[提示テキスト]:
:::::

ラテンアメリカの民主主義が危機に瀕している。ニカラグア大統領選(11月7日)は現職大統領が選挙前に政治的ライバルを次々に拘束した中で行われ、大統領が勝利する結果となった。エルサルバドルでは大統領が裁判官らを更迭。その後、最高裁判所はこれまで禁じていた大統領の連続再選を可能にする判断をくだした。強権政治だけでなく、民主主義を支持するとする世論が半数以下に落ち込むなど、ラテンアメリカには民主主義の衰退を許す土壌が拡大している。

 

 ニカラグアでは7日の大統領選で現職のオルテガ大統領が勝利し、連続4選、通算5期目政権運営に臨む。オルテガ政権は5月以降、野党の有力候補ら7人を含む40人以上を不当に拘束し、選挙に立候補させない手段を取った。今回の大統領選についてニカラグアの選挙管理委員会は、オルテガ大統領の得票率は約76%と発表したが、実際に立候補した他の5候補は政権寄りである上に「泡沫」で、オルテガ大統領の当選の道筋が最初から敷かれていた選挙だった。オルテガ大統領の実際の得票率は9%程度だという調査結果もある。

 

 投票率は65%と発表されているが、ニカラグアの市民団体は「実際は20%にも満たない」と見ている。

 

 このため欧米各国やEUなどから、「民主的な選挙にはほど遠い」との批判の声が相次いだ。米国のバイデン大統領は選挙が行われた7日に声明を発表し「自由でも公平でも民主的でもない」と強い調子で非難した。

 

 選挙を受けて米国はオルテガ政権高官の資産凍結など新たな制裁を発表したほか、16日にはオルテガ大統領をはじめとする政府要人、官僚らの米国への入国を禁止した。

 

 ニカラグアは1936年から、ソモサファミリーによる軍事独裁政権の時代が43年間続いた。中南米地域での共産主義思想の拡大を抑え込むため、米国はソモサ独裁政権を支援した。ソモサ政権は米国を後ろ盾に、解放を求める市民を弾圧した。

 

 オルテガ大統領は当時、左翼ゲリラだったサンディニスタ民族解放戦線を率いて、ソモサ政権と戦い、1979年にソモサファミリーを政権の座から引きずり降ろした。ニカラグアの「サンディニスタ革命」は人権弾圧に苦しむ民衆の希望の光として報じられ、オルテガ氏は英雄的な存在だった。

:::::

[データセット行]

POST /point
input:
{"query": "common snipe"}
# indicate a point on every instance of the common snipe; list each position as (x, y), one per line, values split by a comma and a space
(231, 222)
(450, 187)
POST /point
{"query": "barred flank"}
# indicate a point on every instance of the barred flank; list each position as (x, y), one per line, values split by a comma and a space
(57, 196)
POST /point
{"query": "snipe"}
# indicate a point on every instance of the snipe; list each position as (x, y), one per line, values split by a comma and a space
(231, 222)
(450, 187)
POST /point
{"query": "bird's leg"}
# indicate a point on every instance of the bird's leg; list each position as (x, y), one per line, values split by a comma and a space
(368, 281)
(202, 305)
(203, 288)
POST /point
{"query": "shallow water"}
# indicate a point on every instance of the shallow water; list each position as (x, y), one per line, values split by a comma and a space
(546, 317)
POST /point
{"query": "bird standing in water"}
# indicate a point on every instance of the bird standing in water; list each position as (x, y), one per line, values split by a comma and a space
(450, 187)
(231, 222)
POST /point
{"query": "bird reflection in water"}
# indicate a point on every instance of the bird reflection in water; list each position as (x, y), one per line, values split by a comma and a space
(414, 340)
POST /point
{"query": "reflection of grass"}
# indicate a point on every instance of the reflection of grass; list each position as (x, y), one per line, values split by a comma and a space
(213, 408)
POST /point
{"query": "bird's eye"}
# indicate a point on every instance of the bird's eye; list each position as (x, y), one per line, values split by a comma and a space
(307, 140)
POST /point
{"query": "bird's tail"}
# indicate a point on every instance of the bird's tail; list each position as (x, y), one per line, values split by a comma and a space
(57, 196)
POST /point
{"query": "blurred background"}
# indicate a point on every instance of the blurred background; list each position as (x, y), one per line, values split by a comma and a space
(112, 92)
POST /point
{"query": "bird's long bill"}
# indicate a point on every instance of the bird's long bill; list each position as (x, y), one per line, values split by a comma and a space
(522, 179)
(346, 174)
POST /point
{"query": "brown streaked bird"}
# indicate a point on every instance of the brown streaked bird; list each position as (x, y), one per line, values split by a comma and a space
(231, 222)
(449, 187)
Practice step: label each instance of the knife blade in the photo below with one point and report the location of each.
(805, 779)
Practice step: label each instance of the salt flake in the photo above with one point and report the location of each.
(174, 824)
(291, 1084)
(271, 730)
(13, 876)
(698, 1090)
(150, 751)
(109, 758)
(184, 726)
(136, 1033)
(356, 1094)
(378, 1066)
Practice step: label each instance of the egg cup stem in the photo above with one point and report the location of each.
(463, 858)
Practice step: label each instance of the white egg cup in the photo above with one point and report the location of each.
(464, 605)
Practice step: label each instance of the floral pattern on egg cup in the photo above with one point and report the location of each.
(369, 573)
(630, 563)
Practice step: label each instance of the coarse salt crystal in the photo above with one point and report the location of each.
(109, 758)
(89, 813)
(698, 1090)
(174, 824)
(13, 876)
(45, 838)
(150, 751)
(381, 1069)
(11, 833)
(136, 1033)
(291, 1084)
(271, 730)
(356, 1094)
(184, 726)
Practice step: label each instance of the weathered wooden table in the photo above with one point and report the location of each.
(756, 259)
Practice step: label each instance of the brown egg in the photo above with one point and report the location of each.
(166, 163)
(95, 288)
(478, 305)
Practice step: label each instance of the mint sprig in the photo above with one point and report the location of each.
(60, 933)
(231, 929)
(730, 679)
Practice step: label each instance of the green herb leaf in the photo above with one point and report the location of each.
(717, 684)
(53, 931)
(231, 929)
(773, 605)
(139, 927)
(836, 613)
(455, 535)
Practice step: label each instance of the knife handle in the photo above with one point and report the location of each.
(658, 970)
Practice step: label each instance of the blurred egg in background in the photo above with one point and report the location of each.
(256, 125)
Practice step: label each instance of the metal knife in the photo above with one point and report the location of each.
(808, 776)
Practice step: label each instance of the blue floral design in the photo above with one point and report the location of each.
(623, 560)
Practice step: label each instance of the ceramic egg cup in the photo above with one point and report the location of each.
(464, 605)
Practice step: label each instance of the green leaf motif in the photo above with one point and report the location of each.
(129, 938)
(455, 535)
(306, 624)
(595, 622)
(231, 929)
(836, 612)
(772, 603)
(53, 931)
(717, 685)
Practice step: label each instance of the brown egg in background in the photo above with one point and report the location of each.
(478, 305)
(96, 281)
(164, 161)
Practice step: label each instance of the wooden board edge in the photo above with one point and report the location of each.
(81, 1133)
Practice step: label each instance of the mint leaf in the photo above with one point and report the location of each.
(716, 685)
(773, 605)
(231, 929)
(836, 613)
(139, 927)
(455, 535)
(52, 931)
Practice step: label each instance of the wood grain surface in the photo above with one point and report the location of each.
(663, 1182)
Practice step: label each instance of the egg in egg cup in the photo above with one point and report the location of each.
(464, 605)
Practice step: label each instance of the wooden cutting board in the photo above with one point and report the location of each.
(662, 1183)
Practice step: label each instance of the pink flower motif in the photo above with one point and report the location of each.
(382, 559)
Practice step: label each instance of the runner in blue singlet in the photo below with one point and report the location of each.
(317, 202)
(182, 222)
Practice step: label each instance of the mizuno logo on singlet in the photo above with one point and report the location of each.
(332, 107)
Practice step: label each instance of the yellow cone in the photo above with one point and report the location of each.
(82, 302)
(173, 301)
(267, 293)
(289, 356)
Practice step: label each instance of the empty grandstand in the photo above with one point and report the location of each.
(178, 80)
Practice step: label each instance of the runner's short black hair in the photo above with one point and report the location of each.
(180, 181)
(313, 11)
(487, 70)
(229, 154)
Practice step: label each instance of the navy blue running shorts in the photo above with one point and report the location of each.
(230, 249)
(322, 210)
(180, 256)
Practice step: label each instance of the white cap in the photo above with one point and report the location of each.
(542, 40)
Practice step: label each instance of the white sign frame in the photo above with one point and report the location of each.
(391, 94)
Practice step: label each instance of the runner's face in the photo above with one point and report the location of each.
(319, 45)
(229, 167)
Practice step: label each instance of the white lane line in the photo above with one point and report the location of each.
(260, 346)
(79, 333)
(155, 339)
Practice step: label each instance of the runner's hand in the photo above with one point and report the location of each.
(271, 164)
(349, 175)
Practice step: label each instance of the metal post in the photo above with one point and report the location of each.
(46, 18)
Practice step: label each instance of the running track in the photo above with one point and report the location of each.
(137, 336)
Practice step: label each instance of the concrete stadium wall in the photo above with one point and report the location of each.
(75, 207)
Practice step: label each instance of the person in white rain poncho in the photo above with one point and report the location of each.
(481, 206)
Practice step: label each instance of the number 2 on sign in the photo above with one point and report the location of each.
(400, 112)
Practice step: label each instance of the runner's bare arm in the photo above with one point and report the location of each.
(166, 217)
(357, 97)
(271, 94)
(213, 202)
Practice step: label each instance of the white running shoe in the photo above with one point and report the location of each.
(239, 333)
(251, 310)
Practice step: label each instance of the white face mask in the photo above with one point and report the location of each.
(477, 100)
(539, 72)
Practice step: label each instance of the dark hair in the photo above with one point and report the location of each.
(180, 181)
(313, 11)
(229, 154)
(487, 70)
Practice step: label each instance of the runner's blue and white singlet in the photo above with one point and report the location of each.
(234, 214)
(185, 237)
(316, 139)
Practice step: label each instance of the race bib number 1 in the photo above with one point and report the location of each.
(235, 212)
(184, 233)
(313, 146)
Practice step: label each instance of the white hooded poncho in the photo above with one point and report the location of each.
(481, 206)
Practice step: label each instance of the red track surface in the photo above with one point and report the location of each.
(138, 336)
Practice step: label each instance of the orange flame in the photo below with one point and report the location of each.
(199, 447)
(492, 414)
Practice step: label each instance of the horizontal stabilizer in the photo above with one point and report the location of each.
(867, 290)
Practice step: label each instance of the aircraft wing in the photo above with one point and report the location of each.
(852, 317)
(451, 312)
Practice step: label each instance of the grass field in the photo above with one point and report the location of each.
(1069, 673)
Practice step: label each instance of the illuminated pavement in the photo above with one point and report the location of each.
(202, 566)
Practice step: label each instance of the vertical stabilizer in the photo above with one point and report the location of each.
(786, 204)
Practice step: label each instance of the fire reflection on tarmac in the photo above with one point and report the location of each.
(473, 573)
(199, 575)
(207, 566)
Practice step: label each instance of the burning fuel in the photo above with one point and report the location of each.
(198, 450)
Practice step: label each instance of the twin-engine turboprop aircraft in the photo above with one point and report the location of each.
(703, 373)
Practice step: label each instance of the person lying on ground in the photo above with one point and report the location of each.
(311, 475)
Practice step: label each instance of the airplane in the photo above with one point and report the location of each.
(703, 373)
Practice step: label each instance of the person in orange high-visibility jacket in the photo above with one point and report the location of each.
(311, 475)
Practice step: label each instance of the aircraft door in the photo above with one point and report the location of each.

:::::

[課題一覧]:
1) 提示テキストによると、ニカラグアの選挙管理委員会が発表したオルテガ大統領の得票率は何%ですか？
2) エントリのうち「Practice step: label each instance of the blue」を含む行から始まり「(663, 1182)」を含む行で終わる範囲を、両端の行も含めて、1行を1つの文字列とするJSONリストとして並べてください。空行は除きます。
提示テキストとエントリの間には何の関係もありません。

[解答]:
1) 約76%です。

2)
[
  "Practice step: label each instance of the blue floral design in the photo above with one point and report the location of each.",
  "(623, 560)",
  "Practice step: label each instance of the ceramic egg cup in the photo above with one point and report the location of each.",
  "(464, 605)",
  "Practice step: label each instance of the green leaf motif in the photo above with one point and report the location of each.",
  "(129, 938)",
  "(455, 535)",
  "(306, 624)",
  "(595, 622)",
  "(231, 929)",
  "(836, 612)",
  "(772, 603)",
  "(53, 931)",
  "(717, 685)",
  "Practice step: label each instance of the brown egg in background in the photo above with one point and report the location of each.",
  "(478, 305)",
  "(96, 281)",
  "(164, 161)",
  "Practice step: label each instance of the wooden board edge in the photo above with one point and report the location of each.",
  "(81, 1133)",
  "Practice step: label each instance of the mint leaf in the photo above with one point and report the location of each.",
  "(716, 685)",
  "(773, 605)",
  "(231, 929)",
  "(836, 613)",
  "(139, 927)",
  "(455, 535)",
  "(52, 931)",
  "Practice step: label each instance of the wood grain surface in the photo above with one point and report the location of each.",
  "(663, 1182)"
]